TAREA 1:
Según el texto sobre la herencia prometida, ¿qué ventaja tenían los santos del Nuevo Testamento sobre sus predecesores?

2. La misma condición para la posesión de ella, es
decir, la fe (ver. 2).
3. La suspensión del cumplimiento de la promesa
durante el período de
la ley (vers. 14,16).
4. La entrada de los creyentes bajo la
dispensación cristiana en el estado
de privilegio y herencia (cap.
5:2).
5. La expectación de la plena posesión de la
herencia. "Nos gloriamos
en la esperanza de la gloria de
Dios" (cap. 5:2).
Tomando juntos todos estos pasajes, podemos deducir
de ellos las siguientes conclusiones:
<>1. Que el gran objeto de la fe y la esperanza
establecidas tan constantemente en las
Escrituras como la consumación de la felicidad de los creyentes tanto bajo el Antiguo como del Nuevo
Testamento es uno y el mismo; y, ya sea
que se le llame "la tierra prometida", "la herencia prometida",
"el reino de Dios", "la gloria que ha de ser revelada", "el reposo de Dios", "la esperanza puesta
delante de nosotros", todas estas
expresiones significan una y la misma cosa y apuntan a una recompensa celestial, no terrenal.
2. Que este era el verdadero significado de la
promesa hecha a Abraham.
3. Que el
cumplimiento de esta promesa no podía tener lugar hasta que
apareciese la verdadera "simiente" de Abraham y
se ofreciese el sacrificio de la cruz.
4. Que los
santos del Antiguo Testamento tuvieron que esperar hasta entonces, antes de que pudiesen recibir la herencia
prometida - esto es, antes de que
pudiesen entrar en plena posesión y disfrute del estado celestial.
5. Que los santos del Nuevo Testamento tenían esta ventaja sobre
sus predecesores - no tuvieron que
esperar la realización de su esperanza.
6. Que los
santos del Antiguo Testamento, y los creyentes del Nuevo,
habían de entrar al mismo tiempo en posesión de
la herencia; no "ellos sin nosotros",
ni "nosotros sin ellos", sino simultáneamente (Heb. 11:40).

DATOS DE ENTRADA:
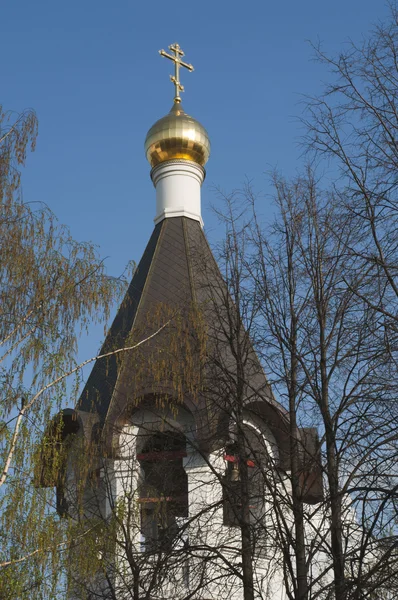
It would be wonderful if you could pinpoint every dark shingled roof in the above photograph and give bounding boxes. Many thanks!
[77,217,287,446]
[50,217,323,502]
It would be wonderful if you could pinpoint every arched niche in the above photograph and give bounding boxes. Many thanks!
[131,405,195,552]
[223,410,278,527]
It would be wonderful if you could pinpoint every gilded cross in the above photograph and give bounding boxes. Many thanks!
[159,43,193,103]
* * *
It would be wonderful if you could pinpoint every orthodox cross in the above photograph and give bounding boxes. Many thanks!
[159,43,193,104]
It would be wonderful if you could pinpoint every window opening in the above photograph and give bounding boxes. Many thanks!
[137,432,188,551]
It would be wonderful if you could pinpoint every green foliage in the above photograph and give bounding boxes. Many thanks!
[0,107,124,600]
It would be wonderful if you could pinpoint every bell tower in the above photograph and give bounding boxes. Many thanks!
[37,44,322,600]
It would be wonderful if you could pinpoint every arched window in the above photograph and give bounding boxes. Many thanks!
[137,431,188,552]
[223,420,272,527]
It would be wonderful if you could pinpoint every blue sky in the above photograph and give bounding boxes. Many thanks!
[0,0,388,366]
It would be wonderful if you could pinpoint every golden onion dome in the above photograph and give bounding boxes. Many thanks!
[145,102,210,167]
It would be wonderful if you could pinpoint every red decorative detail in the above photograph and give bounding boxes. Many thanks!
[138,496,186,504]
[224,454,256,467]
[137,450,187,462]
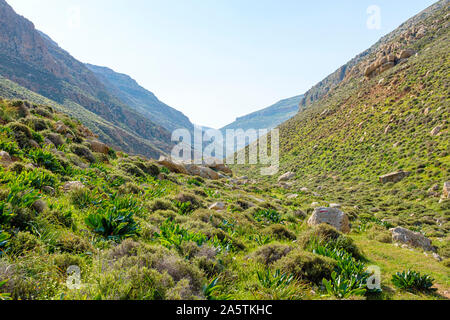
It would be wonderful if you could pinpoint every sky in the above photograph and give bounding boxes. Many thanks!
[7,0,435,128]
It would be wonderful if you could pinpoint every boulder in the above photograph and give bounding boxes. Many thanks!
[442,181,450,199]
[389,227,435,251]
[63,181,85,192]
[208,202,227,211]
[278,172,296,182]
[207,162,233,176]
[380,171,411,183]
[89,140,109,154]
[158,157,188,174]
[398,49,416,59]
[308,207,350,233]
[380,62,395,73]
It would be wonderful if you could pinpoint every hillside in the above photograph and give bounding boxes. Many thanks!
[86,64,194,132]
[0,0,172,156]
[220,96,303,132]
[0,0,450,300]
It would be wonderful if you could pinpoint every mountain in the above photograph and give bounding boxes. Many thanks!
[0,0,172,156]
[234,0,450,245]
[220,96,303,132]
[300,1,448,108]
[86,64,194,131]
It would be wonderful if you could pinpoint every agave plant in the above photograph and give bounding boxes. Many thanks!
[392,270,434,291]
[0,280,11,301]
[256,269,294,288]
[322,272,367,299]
* * *
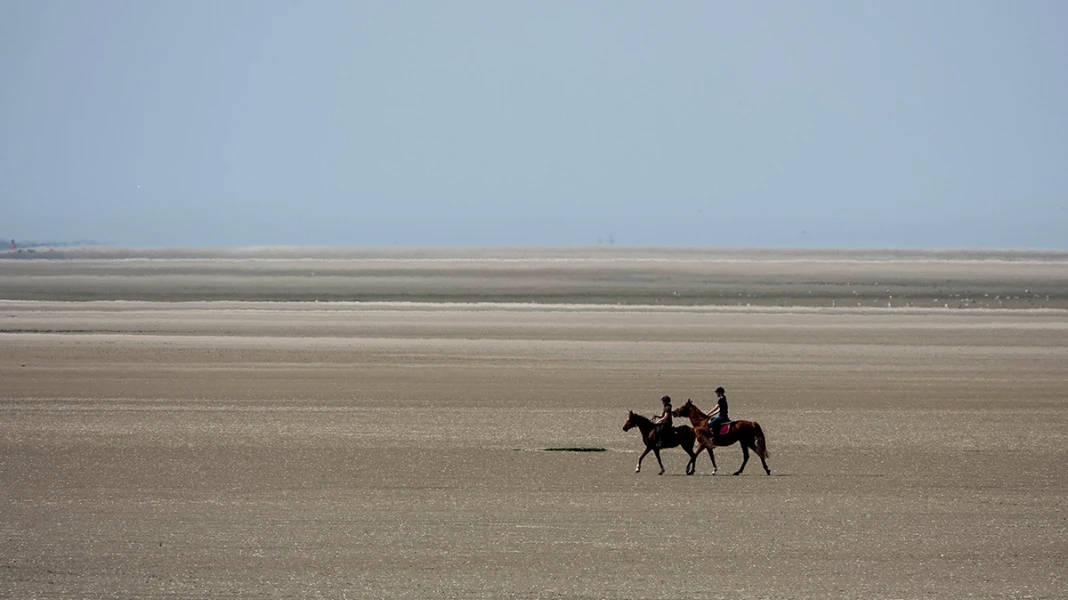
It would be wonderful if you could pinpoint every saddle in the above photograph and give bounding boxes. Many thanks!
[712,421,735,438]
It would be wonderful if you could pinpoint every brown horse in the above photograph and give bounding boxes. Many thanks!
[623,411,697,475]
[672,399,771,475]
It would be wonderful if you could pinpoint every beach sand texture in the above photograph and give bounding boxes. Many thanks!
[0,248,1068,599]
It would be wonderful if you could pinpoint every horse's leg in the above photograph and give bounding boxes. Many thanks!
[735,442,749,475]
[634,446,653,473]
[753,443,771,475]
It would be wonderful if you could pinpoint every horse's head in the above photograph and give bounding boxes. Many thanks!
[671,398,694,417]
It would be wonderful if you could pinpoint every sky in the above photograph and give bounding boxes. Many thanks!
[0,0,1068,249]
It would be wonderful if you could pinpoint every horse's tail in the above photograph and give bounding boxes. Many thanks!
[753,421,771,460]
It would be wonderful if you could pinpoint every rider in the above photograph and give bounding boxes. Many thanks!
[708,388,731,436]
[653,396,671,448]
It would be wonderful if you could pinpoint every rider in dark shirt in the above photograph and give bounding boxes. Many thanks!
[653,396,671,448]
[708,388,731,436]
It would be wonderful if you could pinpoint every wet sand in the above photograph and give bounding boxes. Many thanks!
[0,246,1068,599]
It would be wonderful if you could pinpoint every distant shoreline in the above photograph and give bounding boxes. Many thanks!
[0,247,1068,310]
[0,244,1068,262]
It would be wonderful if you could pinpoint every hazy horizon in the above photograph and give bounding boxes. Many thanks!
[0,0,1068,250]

TAREA 2:
En el listado, sustituya "gilded" por "golden" entre las líneas que contienen "It would be wonderful if you could pinpoint every dark" y "[159,43,193,103]", ambas incluidas, y reproduzca únicamente esas líneas sin ningún otro cambio.

RESPUESTA 1:
No tuvieron que esperar la realización de su esperanza.

RESPUESTA 2:
It would be wonderful if you could pinpoint every dark shingled roof in the above photograph and give bounding boxes. Many thanks!
[77,217,287,446]
[50,217,323,502]
It would be wonderful if you could pinpoint every arched niche in the above photograph and give bounding boxes. Many thanks!
[131,405,195,552]
[223,410,278,527]
It would be wonderful if you could pinpoint every golden cross in the above photograph and give bounding boxes. Many thanks!
[159,43,193,103]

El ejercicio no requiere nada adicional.